** START RECORDS SUPPLIED **

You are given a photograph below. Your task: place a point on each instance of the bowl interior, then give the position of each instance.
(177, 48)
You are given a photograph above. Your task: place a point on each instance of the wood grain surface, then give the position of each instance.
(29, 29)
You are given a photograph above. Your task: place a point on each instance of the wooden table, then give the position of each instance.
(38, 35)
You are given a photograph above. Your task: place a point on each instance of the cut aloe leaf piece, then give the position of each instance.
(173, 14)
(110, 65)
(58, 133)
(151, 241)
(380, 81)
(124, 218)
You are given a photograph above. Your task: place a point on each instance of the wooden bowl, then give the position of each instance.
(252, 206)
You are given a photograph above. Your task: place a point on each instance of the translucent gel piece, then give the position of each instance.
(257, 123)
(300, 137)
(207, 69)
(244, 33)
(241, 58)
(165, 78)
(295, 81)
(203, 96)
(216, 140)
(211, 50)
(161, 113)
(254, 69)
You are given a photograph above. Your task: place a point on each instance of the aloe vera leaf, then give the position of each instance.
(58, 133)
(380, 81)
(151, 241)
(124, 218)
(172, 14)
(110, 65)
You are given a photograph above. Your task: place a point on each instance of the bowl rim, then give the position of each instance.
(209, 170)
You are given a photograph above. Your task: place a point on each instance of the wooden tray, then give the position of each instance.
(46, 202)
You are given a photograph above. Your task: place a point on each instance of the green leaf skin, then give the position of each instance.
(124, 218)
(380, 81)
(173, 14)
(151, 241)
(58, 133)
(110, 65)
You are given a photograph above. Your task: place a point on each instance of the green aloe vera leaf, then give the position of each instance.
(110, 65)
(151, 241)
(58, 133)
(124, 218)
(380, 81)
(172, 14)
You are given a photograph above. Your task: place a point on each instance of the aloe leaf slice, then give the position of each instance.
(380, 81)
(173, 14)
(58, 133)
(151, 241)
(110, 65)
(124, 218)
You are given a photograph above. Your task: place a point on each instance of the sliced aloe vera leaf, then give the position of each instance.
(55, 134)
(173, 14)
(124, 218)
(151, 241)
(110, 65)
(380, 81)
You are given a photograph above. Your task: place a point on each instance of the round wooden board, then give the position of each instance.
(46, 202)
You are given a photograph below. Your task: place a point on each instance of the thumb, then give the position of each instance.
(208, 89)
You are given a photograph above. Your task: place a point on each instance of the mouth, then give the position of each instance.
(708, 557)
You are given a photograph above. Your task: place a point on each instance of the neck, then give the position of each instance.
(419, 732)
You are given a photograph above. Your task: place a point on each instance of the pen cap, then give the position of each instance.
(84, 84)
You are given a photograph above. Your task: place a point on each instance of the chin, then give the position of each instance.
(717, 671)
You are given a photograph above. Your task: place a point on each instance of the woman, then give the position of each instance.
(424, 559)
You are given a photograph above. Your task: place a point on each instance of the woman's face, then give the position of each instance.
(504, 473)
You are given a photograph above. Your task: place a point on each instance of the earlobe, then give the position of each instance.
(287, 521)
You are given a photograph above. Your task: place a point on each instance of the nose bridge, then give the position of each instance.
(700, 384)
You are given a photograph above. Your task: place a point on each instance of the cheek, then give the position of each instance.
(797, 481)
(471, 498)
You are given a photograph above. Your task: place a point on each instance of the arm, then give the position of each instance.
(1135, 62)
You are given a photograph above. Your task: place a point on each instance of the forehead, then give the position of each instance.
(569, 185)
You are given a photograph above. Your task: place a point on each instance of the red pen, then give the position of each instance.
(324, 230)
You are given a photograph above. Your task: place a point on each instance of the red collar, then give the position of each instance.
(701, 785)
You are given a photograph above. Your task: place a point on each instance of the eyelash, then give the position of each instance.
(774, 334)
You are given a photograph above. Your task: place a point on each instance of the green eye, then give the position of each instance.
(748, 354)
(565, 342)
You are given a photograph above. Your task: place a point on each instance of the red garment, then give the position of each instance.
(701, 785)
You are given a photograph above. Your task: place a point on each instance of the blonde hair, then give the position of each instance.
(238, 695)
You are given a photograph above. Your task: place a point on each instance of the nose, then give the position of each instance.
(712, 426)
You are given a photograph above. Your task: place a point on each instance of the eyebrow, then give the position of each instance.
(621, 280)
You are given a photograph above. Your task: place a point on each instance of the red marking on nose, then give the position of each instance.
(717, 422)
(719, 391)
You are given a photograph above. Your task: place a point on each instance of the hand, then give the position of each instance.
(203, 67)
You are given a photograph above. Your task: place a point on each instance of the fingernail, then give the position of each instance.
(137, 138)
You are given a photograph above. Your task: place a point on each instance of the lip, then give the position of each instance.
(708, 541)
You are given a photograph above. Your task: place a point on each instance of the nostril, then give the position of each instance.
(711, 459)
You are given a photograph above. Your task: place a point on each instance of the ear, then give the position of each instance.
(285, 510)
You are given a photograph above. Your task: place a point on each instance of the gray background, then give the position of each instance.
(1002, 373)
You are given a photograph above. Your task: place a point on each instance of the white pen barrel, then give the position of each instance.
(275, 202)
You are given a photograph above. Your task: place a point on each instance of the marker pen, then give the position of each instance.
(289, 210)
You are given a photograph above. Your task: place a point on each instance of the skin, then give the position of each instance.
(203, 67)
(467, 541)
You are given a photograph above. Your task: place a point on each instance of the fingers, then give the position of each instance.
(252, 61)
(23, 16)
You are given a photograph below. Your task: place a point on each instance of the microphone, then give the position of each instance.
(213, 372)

** END RECORDS SUPPLIED **
** START RECORDS SUPPLIED **

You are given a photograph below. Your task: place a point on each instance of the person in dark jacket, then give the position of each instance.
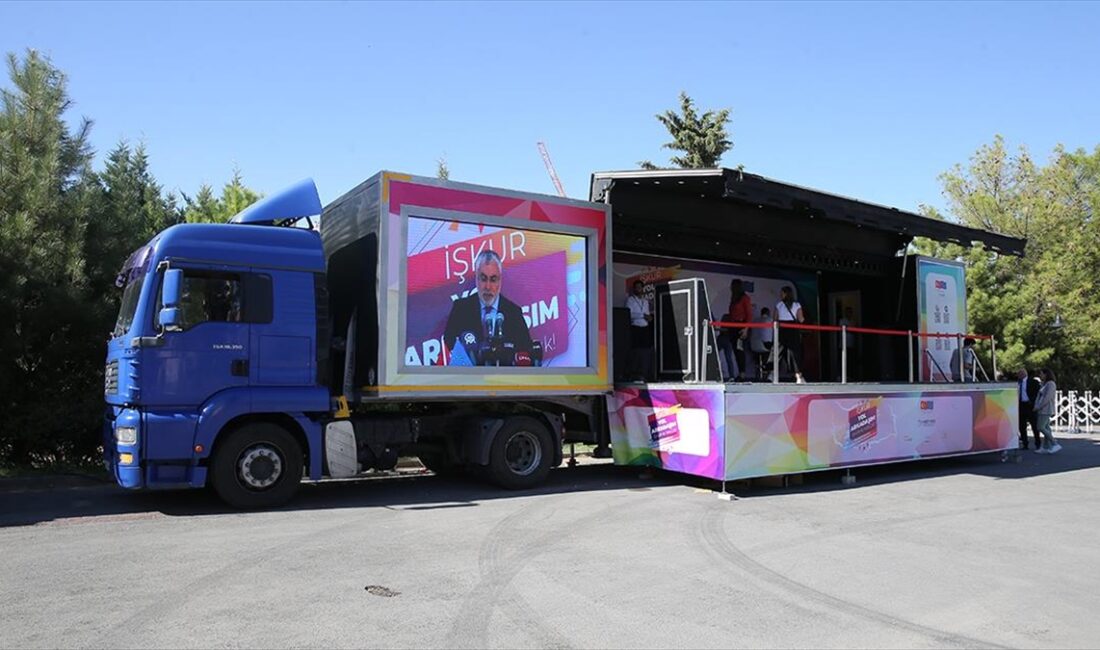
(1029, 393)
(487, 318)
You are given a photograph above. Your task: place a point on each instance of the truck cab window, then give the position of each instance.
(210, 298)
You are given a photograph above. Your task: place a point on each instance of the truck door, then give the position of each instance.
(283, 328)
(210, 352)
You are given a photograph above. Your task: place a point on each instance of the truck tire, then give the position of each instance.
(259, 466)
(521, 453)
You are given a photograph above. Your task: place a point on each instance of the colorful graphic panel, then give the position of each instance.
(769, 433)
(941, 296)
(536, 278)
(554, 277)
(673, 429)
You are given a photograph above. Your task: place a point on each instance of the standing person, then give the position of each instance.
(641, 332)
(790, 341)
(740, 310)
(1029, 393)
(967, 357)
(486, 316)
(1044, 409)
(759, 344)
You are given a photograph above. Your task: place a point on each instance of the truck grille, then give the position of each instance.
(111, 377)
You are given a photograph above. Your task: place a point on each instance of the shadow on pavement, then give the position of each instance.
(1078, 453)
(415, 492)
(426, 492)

** END RECORDS SUPPLIED **

◆ TASK DESCRIPTION ◆
Identify every line in the listing above that contains the string "person", and copy each one in full. Treat case as significant.

◆ WRITTEN REPLY ◆
You are given a photograph below. Your task: place a point on each instance of the person in dark jacket, then give the position of each instance.
You are given a photograph above. Your task: place a point on each instance of the standing person, then give the position of each instance.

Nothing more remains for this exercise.